- To do
Copy out the part that opens with the line containing "Give x and y for each instance of the white road" and closes with the line containing "<point>523,714</point>", writing "dark shoe" in place of every "black sneaker" and leaving everything else unchanged.

- Supplied entries
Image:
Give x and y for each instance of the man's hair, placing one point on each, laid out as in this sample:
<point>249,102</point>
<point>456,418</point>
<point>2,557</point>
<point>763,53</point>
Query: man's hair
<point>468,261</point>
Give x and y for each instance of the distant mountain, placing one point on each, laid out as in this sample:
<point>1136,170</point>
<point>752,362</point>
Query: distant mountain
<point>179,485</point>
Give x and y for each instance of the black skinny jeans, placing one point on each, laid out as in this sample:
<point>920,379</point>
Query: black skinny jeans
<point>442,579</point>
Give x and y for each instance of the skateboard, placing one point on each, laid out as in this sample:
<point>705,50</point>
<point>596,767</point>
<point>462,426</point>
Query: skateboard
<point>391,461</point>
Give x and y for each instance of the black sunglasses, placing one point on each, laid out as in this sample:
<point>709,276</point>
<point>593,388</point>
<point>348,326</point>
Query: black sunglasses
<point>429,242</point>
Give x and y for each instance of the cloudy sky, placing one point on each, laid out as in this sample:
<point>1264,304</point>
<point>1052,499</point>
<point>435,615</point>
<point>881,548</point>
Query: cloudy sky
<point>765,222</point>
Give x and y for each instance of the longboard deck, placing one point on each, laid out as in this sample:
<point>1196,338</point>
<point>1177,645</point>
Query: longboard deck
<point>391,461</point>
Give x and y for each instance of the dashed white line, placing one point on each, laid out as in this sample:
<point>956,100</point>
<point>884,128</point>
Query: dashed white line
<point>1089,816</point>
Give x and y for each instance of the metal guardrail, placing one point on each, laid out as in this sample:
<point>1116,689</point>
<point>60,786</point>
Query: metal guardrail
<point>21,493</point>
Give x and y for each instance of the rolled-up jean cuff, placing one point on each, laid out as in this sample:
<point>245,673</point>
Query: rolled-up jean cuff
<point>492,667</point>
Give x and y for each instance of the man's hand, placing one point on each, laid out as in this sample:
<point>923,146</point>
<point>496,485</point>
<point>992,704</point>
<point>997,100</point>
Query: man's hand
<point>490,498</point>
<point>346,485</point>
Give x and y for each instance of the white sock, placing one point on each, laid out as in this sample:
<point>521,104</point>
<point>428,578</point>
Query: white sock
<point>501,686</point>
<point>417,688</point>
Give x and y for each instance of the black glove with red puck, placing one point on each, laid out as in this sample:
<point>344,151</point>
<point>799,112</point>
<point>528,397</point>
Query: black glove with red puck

==

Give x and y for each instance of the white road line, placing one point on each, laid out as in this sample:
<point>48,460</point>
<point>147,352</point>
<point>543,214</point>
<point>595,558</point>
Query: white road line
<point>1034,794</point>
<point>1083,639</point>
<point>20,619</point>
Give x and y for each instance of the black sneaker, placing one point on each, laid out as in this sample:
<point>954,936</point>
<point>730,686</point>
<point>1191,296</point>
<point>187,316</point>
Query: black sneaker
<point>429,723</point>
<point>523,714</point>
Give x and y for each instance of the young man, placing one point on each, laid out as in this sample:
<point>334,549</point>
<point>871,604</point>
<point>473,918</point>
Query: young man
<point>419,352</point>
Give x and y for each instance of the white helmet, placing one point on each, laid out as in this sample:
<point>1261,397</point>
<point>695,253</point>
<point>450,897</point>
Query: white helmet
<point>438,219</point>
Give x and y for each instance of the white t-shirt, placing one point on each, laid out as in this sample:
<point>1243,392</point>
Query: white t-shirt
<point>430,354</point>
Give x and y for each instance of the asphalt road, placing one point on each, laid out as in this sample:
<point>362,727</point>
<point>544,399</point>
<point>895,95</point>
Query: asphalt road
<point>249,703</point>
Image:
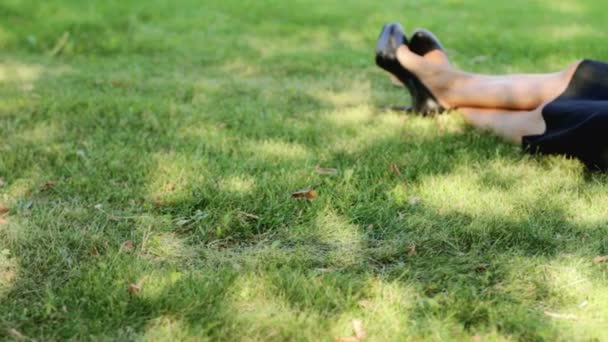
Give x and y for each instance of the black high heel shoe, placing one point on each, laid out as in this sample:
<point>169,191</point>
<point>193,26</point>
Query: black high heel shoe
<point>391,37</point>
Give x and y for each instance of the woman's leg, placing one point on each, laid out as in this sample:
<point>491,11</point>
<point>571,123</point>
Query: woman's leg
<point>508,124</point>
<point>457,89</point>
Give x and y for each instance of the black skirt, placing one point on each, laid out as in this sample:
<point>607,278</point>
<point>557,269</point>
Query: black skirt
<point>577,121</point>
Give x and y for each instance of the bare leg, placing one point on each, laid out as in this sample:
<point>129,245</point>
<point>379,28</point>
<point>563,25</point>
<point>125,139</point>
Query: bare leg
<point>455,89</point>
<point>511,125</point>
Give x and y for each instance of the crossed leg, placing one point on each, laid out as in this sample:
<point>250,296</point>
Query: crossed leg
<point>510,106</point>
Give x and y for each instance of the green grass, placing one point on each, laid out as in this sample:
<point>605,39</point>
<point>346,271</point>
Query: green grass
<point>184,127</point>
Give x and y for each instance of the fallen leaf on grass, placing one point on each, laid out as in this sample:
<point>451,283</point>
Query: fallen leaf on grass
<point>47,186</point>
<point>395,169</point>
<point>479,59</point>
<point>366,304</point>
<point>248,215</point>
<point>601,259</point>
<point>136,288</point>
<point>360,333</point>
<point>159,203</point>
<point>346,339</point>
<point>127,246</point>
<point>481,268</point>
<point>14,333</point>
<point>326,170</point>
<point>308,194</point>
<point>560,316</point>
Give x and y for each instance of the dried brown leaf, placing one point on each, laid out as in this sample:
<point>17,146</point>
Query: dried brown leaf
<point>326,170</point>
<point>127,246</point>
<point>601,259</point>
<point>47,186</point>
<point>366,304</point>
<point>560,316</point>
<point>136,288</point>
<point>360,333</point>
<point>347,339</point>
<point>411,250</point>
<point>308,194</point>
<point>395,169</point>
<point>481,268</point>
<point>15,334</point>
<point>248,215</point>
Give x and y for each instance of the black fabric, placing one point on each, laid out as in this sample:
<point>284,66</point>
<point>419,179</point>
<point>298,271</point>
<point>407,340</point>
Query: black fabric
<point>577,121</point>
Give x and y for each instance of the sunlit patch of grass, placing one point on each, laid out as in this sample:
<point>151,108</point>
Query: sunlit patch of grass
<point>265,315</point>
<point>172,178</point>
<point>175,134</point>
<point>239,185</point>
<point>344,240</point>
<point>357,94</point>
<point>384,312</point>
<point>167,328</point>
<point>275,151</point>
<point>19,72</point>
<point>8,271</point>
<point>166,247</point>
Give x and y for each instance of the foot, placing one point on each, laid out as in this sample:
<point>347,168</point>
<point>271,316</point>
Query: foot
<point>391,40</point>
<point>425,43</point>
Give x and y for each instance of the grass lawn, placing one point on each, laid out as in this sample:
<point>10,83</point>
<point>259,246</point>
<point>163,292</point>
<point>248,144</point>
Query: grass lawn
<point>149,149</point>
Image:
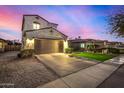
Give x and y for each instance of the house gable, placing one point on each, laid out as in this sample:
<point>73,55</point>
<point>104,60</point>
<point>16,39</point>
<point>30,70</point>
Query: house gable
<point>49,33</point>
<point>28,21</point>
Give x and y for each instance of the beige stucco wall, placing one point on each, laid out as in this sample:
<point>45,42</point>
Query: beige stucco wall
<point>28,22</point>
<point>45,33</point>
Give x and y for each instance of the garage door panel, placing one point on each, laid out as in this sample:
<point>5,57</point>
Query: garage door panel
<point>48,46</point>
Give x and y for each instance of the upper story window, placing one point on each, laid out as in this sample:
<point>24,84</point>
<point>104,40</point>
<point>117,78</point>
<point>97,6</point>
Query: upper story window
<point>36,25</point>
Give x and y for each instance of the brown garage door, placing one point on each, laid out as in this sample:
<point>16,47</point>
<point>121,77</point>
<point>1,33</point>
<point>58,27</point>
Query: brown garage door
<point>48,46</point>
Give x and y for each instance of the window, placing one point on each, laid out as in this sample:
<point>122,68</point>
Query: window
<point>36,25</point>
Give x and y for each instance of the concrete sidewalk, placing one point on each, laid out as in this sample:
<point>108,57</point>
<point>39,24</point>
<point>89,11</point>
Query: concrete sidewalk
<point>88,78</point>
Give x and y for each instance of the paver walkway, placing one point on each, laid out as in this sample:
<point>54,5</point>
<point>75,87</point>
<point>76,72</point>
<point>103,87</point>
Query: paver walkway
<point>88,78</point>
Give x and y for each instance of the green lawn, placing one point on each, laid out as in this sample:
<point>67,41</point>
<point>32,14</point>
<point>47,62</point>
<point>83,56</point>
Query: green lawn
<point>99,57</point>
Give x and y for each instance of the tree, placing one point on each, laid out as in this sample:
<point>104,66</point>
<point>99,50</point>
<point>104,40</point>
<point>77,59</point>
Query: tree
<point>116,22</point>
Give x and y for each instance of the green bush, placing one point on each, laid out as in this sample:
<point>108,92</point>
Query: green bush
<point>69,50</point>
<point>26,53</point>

---

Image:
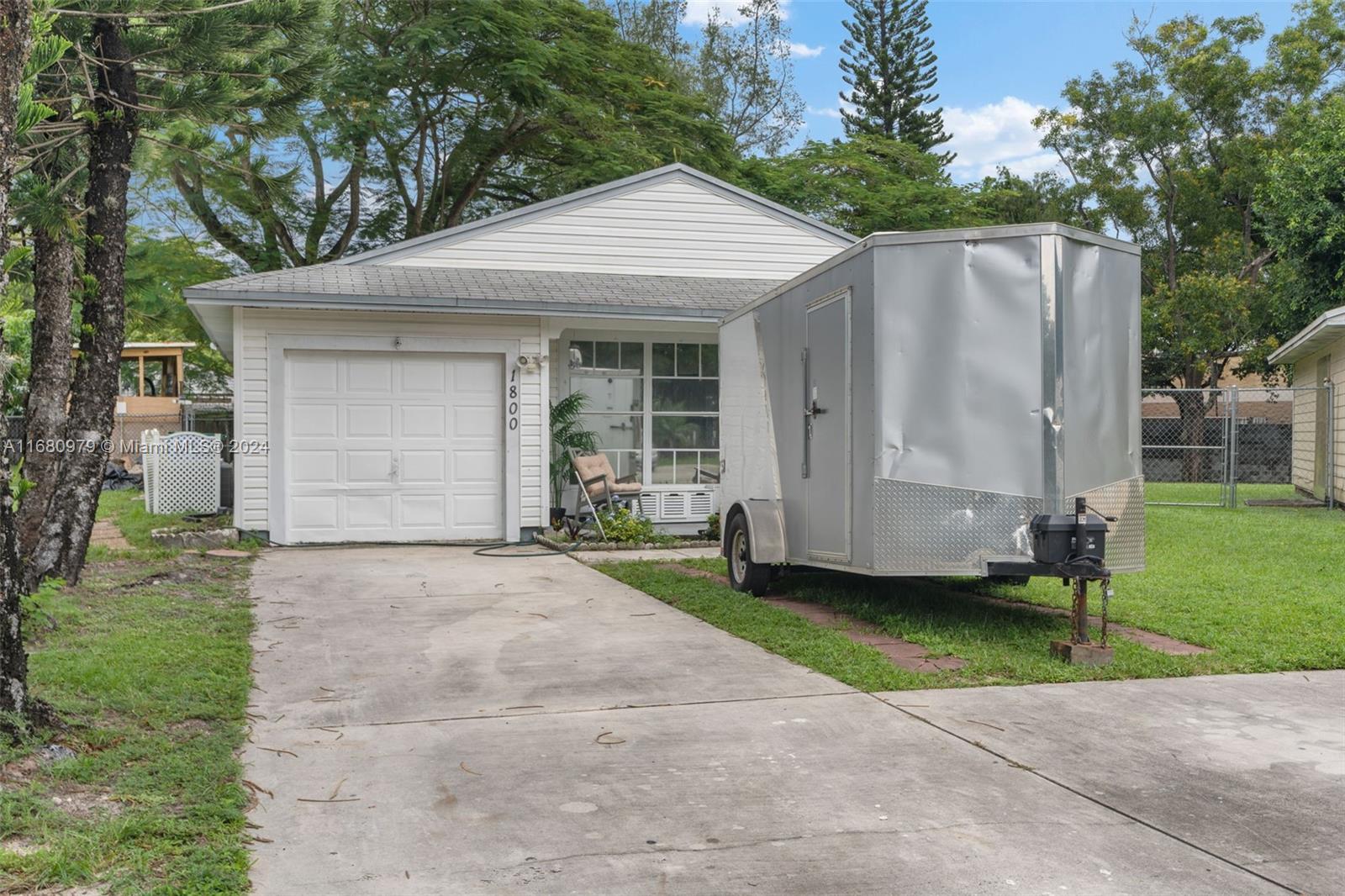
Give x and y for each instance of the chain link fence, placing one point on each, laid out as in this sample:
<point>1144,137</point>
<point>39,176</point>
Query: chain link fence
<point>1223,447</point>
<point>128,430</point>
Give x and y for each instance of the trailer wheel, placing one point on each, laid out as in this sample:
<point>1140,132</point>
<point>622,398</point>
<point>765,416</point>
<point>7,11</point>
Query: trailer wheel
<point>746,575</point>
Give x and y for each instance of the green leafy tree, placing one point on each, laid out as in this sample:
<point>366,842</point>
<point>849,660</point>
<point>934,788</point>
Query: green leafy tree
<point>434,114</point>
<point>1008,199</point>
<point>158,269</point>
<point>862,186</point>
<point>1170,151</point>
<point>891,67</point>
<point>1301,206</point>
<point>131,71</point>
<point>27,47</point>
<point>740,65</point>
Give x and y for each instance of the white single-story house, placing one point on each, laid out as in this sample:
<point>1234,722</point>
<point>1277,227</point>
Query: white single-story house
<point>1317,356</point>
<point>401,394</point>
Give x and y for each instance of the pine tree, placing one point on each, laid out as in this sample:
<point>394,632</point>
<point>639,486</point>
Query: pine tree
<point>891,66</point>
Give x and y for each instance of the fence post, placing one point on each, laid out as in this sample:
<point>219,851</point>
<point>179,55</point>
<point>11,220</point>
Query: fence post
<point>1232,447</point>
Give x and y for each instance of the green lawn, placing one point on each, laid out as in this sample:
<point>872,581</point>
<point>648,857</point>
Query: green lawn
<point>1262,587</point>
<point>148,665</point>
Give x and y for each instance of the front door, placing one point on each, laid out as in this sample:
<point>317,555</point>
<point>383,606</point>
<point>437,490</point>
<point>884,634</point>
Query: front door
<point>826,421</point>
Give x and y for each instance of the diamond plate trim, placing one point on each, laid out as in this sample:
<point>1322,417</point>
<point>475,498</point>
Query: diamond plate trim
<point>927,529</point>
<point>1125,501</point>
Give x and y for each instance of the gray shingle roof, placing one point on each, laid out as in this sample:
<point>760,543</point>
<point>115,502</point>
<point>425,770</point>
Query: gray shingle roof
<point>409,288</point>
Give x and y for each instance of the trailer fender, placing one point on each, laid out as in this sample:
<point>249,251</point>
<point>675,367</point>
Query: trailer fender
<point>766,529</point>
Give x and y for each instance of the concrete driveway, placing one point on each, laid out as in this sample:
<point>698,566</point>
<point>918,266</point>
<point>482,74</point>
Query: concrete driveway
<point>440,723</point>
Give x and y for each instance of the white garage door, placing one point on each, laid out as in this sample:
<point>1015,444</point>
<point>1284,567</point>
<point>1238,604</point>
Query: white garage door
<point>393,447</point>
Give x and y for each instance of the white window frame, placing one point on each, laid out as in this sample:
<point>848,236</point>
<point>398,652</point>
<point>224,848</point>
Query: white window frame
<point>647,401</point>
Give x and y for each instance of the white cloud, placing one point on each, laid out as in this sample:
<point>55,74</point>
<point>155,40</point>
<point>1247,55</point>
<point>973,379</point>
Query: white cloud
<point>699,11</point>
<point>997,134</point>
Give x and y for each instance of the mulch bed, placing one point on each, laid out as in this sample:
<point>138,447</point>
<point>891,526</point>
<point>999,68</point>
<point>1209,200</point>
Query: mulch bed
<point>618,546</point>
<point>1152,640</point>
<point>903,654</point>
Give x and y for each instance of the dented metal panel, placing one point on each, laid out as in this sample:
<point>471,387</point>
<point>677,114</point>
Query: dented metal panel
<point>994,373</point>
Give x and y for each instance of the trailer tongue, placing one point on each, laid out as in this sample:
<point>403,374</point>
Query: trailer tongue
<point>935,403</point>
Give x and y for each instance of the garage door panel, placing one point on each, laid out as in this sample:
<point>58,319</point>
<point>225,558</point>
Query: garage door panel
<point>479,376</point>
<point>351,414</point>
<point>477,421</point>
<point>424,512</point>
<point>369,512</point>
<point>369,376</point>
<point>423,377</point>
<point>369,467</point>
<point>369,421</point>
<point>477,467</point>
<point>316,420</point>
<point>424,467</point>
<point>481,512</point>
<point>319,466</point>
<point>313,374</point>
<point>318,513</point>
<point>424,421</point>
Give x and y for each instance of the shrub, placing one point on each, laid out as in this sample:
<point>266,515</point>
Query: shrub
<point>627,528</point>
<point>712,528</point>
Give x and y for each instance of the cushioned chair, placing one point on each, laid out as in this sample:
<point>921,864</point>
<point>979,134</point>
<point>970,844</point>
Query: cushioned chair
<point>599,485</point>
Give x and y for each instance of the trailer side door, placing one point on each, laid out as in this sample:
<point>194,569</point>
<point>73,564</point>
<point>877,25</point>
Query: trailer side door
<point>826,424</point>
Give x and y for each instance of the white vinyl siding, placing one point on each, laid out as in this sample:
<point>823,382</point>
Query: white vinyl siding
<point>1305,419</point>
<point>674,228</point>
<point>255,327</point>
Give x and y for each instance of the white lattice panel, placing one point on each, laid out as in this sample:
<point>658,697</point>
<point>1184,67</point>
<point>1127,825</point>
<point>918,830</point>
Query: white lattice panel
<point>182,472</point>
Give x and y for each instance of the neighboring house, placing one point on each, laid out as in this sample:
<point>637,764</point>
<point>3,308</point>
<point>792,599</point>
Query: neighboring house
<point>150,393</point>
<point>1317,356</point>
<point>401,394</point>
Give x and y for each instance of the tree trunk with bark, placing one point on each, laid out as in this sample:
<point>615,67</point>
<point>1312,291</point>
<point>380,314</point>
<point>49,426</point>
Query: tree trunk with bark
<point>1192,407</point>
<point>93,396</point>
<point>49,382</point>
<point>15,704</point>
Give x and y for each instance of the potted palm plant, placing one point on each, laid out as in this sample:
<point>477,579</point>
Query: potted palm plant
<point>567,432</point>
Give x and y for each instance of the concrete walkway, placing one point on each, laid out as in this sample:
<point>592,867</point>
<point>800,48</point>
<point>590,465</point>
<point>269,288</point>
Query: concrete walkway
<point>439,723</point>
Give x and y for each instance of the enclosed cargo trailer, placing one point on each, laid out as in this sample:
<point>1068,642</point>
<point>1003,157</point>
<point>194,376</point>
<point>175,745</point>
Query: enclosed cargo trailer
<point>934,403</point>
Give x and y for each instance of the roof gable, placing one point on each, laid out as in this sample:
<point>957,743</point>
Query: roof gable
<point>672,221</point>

- Task output
Give x and y for each instance of the white road line, placing one point on each, laid out as in this sample:
<point>48,460</point>
<point>147,352</point>
<point>543,214</point>
<point>595,558</point>
Query: white road line
<point>1034,794</point>
<point>1083,639</point>
<point>20,619</point>
Give x and y for each instance of the dark shoe, placing one point on each, laid out as in this sample:
<point>954,936</point>
<point>730,686</point>
<point>1191,296</point>
<point>187,316</point>
Query: dark shoe
<point>429,723</point>
<point>523,714</point>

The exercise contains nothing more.